*EXERCISE INSTRUCTIONS:* Copy everything in the piranha color thread below from "## jah maan" down to "with real knowledge/?", swapping "gold fishes" for "feeder fish" each time it occurs.

*PAGE TEXT:*

# Do piranhas see colors?



## CHI (Apr 29, 2003)

does ne1 know if piranhas see colors... and if they do.. do they only see certain colors.. or all colors??


----------



## jah maan (Jan 20, 2004)

my piranhas are more attracted to brighter coloured gold fishes compared to dull coloured ones so maybe they see colour ... but i donno im guessing they do


----------



## CHI (Apr 29, 2003)

can ne1 answer my question with real knowledge/?


----------



## rufus (Jan 6, 2004)

I cant answer with knowledge, but this article can.

http://www.egblures.com/dofish.html


----------



## Mr. Hannibal (Feb 21, 2003)

Nice question







...as far as i know (what i've heard) they can distinguish certain colors...anyway i'm not sure about this topic :sad: ...!


----------



## SERRAPYGO (Feb 4, 2003)

Without clicking on that link. I've always understood fish to have very similiar vision to our own.


----------



## CHI (Apr 29, 2003)

so they can distinguish between all colors.... are piranhas more sensitive to certain colors?.. cause i know certain insects and animals are.. like a bee is especially sensitive to red, yellow and i think green.. something like that


----------



## hastatus (Jan 16, 2003)

*RECORDS PROVIDED:*

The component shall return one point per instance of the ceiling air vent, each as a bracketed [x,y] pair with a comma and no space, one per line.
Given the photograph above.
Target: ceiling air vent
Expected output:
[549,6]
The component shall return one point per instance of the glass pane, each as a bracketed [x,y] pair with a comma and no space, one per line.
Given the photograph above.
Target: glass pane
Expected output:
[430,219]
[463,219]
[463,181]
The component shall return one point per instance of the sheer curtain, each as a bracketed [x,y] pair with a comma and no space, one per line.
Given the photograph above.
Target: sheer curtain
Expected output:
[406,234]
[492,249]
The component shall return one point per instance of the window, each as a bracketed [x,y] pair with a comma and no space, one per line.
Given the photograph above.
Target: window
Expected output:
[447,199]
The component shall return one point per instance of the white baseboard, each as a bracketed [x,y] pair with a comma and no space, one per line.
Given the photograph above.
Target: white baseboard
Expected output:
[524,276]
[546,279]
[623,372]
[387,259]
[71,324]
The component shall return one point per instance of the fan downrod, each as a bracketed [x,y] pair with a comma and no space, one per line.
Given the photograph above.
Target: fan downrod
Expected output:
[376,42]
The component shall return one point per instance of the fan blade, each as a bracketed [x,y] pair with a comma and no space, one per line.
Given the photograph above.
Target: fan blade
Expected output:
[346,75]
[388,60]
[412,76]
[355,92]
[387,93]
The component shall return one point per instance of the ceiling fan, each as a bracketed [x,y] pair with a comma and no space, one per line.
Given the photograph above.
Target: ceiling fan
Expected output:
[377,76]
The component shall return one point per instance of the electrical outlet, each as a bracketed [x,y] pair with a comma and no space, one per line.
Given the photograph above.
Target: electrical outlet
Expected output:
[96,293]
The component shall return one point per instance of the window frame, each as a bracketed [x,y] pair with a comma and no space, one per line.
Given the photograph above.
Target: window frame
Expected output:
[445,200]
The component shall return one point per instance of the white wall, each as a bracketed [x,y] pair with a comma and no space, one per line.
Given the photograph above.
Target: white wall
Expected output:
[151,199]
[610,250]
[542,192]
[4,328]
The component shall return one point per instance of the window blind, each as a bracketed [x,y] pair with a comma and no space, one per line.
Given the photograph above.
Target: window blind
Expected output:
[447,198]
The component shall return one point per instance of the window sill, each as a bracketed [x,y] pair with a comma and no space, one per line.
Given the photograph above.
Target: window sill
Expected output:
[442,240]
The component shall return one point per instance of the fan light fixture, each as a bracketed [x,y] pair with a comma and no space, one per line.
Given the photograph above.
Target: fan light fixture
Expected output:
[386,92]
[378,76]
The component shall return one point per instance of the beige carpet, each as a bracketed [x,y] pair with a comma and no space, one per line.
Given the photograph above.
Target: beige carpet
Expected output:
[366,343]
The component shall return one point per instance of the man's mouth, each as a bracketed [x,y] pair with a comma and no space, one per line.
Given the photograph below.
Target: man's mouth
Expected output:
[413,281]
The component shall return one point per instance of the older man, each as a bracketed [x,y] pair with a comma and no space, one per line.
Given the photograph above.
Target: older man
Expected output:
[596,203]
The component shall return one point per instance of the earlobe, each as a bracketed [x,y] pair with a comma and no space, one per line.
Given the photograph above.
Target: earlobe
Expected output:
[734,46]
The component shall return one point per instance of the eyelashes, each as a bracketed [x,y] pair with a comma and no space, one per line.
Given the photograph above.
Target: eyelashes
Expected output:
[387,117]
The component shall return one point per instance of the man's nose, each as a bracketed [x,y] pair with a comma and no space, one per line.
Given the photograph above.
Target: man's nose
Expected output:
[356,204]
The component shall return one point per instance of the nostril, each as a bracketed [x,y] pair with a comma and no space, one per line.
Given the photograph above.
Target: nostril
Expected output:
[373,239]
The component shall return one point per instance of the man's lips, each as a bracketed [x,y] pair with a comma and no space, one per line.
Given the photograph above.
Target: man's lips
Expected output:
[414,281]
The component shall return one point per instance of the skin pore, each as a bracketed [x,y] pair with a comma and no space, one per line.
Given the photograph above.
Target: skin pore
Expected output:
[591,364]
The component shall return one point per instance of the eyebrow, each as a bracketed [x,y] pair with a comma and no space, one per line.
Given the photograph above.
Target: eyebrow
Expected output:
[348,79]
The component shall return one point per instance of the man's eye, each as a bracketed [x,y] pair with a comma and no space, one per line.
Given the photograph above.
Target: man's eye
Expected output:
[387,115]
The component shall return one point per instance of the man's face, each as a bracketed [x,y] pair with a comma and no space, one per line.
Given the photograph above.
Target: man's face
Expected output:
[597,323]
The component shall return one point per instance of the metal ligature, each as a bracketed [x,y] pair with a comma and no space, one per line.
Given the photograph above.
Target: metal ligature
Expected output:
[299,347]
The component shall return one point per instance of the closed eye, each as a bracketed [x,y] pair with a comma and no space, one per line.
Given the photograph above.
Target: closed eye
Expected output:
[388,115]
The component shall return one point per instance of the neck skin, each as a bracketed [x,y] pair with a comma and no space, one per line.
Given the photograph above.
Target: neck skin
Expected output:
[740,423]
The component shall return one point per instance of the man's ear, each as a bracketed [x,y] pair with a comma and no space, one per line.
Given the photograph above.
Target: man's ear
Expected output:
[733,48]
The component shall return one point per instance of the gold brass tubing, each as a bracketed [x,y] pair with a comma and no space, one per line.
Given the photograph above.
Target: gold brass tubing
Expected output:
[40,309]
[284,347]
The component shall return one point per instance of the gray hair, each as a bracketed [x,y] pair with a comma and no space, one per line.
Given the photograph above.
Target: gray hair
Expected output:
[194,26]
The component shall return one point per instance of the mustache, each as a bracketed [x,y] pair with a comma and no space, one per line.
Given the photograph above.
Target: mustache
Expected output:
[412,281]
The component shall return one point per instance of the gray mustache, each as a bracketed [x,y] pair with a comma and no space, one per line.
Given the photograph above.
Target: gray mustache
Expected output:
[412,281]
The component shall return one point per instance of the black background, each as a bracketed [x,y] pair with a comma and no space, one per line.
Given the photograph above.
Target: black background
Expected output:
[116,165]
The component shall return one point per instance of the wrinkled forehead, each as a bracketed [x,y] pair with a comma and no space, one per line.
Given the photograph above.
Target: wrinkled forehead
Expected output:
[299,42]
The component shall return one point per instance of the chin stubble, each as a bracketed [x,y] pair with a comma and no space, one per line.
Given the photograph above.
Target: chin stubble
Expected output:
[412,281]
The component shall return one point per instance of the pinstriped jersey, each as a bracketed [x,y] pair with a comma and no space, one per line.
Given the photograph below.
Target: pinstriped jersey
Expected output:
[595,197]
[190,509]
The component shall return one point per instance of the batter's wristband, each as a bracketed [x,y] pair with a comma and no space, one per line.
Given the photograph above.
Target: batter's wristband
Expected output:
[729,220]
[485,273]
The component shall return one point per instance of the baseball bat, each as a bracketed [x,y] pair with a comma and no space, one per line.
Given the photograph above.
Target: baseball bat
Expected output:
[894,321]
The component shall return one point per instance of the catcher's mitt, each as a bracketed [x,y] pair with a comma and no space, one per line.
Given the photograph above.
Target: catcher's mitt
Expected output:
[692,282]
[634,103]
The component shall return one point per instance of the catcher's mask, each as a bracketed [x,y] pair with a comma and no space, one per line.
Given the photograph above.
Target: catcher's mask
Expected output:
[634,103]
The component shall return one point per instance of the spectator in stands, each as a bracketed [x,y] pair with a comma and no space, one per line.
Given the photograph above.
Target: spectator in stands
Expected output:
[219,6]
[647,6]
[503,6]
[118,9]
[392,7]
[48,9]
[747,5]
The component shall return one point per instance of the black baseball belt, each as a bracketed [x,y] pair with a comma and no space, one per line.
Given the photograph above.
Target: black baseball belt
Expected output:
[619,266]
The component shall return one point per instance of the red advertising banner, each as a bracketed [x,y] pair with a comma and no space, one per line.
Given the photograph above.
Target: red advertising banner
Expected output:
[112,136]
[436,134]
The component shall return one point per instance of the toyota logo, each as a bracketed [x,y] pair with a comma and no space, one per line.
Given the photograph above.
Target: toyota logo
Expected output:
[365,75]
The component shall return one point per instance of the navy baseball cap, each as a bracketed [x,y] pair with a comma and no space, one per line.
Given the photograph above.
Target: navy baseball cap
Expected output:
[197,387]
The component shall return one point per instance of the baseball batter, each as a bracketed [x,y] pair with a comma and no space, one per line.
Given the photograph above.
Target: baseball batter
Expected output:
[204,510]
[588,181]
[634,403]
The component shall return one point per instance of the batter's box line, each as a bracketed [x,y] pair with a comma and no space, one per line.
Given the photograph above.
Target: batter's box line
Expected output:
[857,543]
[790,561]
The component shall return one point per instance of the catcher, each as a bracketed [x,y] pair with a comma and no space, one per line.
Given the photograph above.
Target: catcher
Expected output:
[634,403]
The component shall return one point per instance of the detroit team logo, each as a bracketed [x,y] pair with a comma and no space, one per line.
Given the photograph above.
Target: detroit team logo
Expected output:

*EXPECTED ANSWER:*
## jah maan (Jan 20, 2004)

my piranhas are more attracted to brighter coloured feeder fish compared to dull coloured ones so maybe they see colour ... but i donno im guessing they do


----------



## CHI (Apr 29, 2003)

can ne1 answer my question with real knowledge/?